Collect every line of the data below that contains the word "each", copying the whole line. Letter case counts.

Task inputs —
##########
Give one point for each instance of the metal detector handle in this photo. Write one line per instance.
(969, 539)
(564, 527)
##########
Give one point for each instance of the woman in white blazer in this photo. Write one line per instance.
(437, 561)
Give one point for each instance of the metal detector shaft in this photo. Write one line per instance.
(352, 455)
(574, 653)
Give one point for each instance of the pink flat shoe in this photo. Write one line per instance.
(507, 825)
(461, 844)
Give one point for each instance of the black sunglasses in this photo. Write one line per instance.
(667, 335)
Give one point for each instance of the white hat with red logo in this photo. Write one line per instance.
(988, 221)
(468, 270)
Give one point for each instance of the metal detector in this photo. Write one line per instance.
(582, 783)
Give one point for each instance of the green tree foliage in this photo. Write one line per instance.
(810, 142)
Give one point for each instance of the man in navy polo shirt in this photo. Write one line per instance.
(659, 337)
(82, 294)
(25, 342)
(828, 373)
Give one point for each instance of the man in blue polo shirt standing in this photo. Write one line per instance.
##########
Exercise solution —
Give one point for each instance of the metal detector handle in this photo. Write one line per instance.
Give one point for each instance of the woman in white blazer in this photo. Write one line per instance.
Give one point for each instance of the metal detector shaft in this photo. Write one line per instance.
Give one point for each instance of the pink flat shoe in this photo. Write one line per instance.
Give one point for each instance of the black sunglasses in this photo. Write one line per instance.
Give one point for each instance of the white hat with red logo in this photo. Write one line per instance.
Give one point for each instance of the metal detector in this photo. Write one line per instance.
Give one point for each instance of the green tree foliage in this photo. Write one line per instance.
Give one point for each instance of the man in navy polo shirt in this photo. Write one line per instance.
Give one point for each instance of the man in blue polo shirt standing in this photo. Write one line per instance.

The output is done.